*PROVIDED DATA*.
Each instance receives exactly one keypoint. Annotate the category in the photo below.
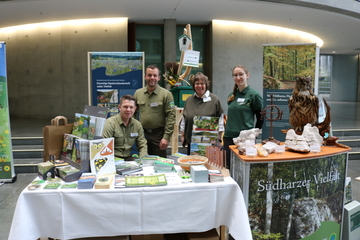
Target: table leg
(223, 232)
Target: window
(325, 69)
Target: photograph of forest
(282, 64)
(297, 200)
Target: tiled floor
(345, 115)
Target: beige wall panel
(48, 70)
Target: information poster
(282, 65)
(113, 75)
(7, 172)
(297, 199)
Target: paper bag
(53, 136)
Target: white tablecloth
(67, 214)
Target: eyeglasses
(238, 75)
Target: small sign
(184, 42)
(191, 58)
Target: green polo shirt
(156, 109)
(125, 136)
(241, 111)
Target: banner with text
(113, 75)
(7, 171)
(282, 65)
(298, 199)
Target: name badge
(207, 99)
(240, 101)
(154, 104)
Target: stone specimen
(301, 143)
(246, 138)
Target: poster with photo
(282, 65)
(113, 75)
(297, 199)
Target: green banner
(6, 157)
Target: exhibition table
(297, 195)
(77, 213)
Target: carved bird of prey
(303, 105)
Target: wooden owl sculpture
(303, 105)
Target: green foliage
(270, 236)
(286, 63)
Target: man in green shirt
(157, 113)
(125, 130)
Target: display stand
(175, 137)
(180, 94)
(297, 195)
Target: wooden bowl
(187, 161)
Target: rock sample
(301, 143)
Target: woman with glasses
(243, 104)
(202, 103)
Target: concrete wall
(48, 66)
(236, 44)
(344, 82)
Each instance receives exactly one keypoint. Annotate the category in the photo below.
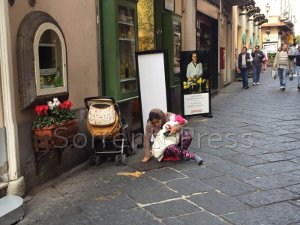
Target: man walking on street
(281, 63)
(243, 66)
(296, 56)
(257, 56)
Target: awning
(278, 24)
(241, 2)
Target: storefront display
(146, 25)
(207, 44)
(119, 47)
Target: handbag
(103, 114)
(274, 74)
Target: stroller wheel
(124, 160)
(129, 150)
(91, 161)
(118, 160)
(98, 160)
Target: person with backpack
(281, 64)
(258, 57)
(296, 56)
(243, 66)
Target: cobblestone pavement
(251, 173)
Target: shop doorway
(207, 44)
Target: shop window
(42, 60)
(50, 60)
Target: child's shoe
(198, 160)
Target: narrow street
(251, 172)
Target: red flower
(41, 110)
(66, 105)
(45, 109)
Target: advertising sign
(195, 82)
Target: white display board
(196, 104)
(153, 85)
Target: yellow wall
(77, 20)
(207, 9)
(1, 105)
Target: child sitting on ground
(164, 139)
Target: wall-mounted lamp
(30, 2)
(11, 2)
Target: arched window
(50, 60)
(42, 60)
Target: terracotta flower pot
(58, 136)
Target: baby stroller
(108, 130)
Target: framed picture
(270, 47)
(195, 83)
(170, 5)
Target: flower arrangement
(53, 113)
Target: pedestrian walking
(265, 60)
(293, 51)
(296, 56)
(258, 57)
(281, 64)
(243, 66)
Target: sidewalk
(251, 173)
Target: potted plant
(55, 124)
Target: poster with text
(195, 82)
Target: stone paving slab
(172, 209)
(274, 157)
(274, 181)
(294, 188)
(201, 218)
(294, 152)
(234, 170)
(152, 195)
(229, 185)
(126, 217)
(244, 159)
(188, 186)
(218, 203)
(275, 167)
(202, 173)
(261, 198)
(277, 214)
(165, 174)
(106, 204)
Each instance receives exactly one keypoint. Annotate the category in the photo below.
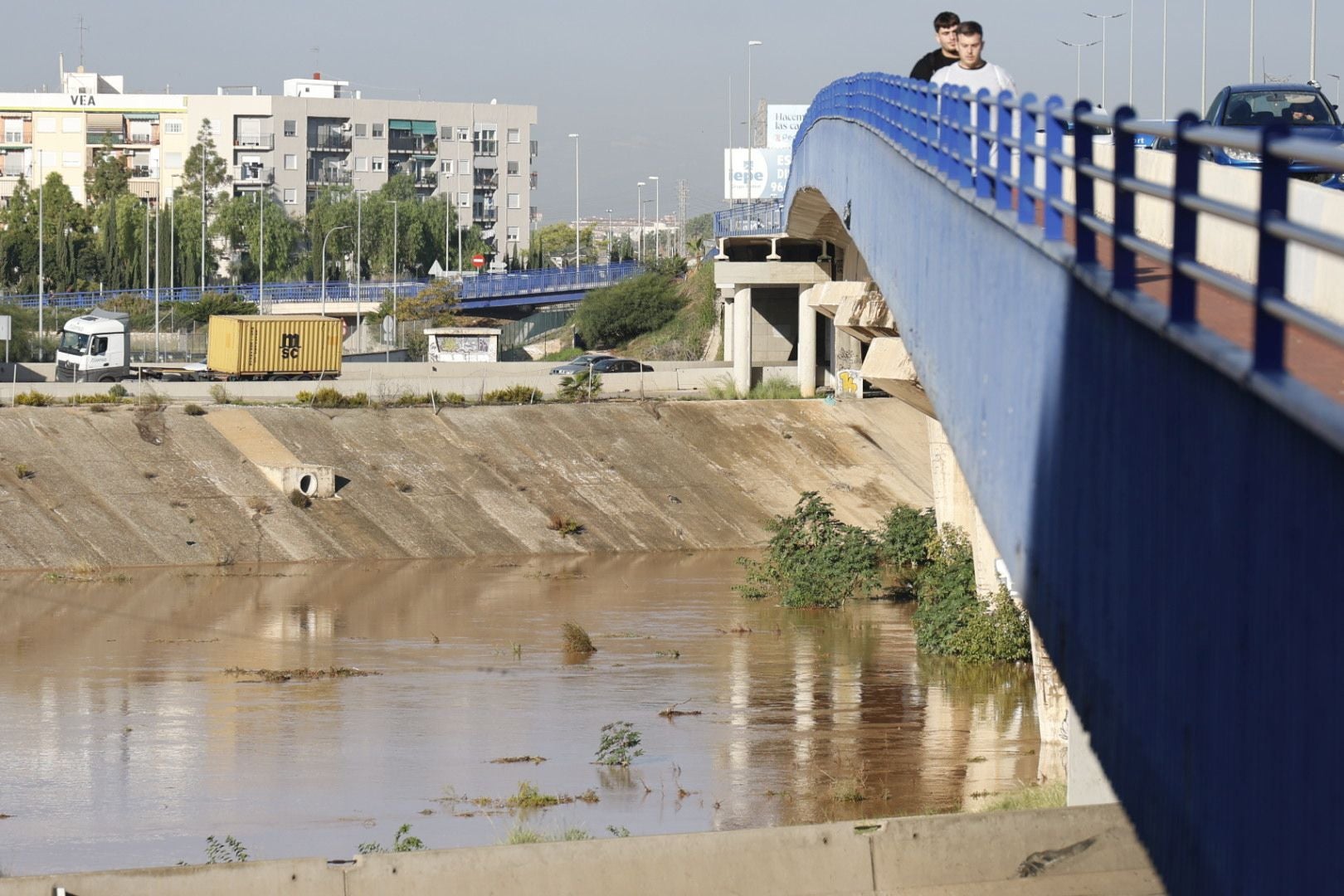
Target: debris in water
(275, 676)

*WHAT TO DO*. Output the records exactly, please. The pictures are not part of the copy.

*EXERCISE OUTPUT*.
Each instance receives exactly one keypoint. Annotate the category in the photo below.
Target: table leg
(223, 232)
Target: window
(325, 69)
Target: photograph of forest
(282, 64)
(297, 200)
Target: tiled floor
(345, 115)
Target: beige wall panel
(48, 70)
Target: information poster
(282, 65)
(113, 75)
(7, 172)
(297, 199)
Target: paper bag
(53, 136)
Target: white tablecloth
(67, 214)
Target: eyeglasses
(238, 75)
Target: small sign
(184, 42)
(191, 58)
Target: green polo shirt
(156, 109)
(125, 136)
(241, 111)
Target: banner with text
(113, 75)
(7, 171)
(282, 65)
(298, 199)
Target: name badge
(207, 99)
(240, 101)
(154, 104)
Target: stone specimen
(301, 143)
(246, 138)
Target: poster with photo
(282, 65)
(113, 75)
(297, 199)
Target: green banner
(6, 157)
Target: exhibition table
(297, 195)
(77, 213)
Target: carved bird of prey
(303, 105)
Target: wooden owl sculpture
(303, 105)
Target: green foliage
(270, 236)
(286, 63)
Target: man in green shirt
(157, 113)
(125, 130)
Target: display stand
(175, 137)
(180, 94)
(297, 195)
Target: wooden bowl
(187, 161)
Target: rock sample
(301, 143)
Target: woman with glasses
(243, 104)
(202, 103)
Target: concrete wall
(48, 66)
(236, 44)
(344, 82)
Each instance receives exactly one keypoint. Annotate the category in the photo below.
Target: man walking on street
(281, 63)
(243, 66)
(296, 56)
(257, 56)
Target: awning
(278, 24)
(241, 2)
Target: storefront display
(146, 25)
(207, 44)
(119, 47)
Target: handbag
(103, 114)
(274, 74)
Target: stroller wheel
(124, 160)
(129, 150)
(91, 161)
(118, 160)
(98, 160)
Target: person with backpack
(281, 64)
(258, 57)
(296, 56)
(243, 66)
Target: cobblestone pavement
(251, 173)
Target: shop doorway
(207, 44)
Target: shop window
(42, 60)
(50, 60)
Target: child's shoe
(198, 160)
Target: narrow street
(251, 172)
Target: red flower
(41, 110)
(66, 105)
(45, 109)
Target: advertising sign
(195, 82)
Target: white display board
(196, 104)
(153, 85)
Target: yellow wall
(77, 20)
(207, 9)
(1, 105)
Target: child sitting on ground
(164, 139)
Target: wall-mounted lamp
(30, 2)
(11, 2)
Target: arched window
(50, 60)
(42, 60)
Target: terracotta flower pot
(58, 136)
Target: baby stroller
(108, 130)
Target: framed picture
(270, 47)
(195, 83)
(170, 5)
Target: flower arrangement
(53, 113)
Target: pedestrian walking
(265, 60)
(293, 51)
(296, 56)
(258, 57)
(281, 64)
(243, 66)
Target: sidewalk
(251, 173)
Target: potted plant
(55, 124)
Target: poster with text
(195, 82)
Target: stone paving slab
(172, 209)
(274, 157)
(274, 181)
(294, 188)
(201, 218)
(294, 152)
(234, 170)
(152, 195)
(229, 185)
(126, 217)
(244, 159)
(188, 186)
(218, 203)
(275, 167)
(202, 173)
(261, 198)
(277, 214)
(165, 174)
(106, 204)
Each instance receives exactly one keypoint. Annotate the category in the photo below.
Target: debris in water
(275, 676)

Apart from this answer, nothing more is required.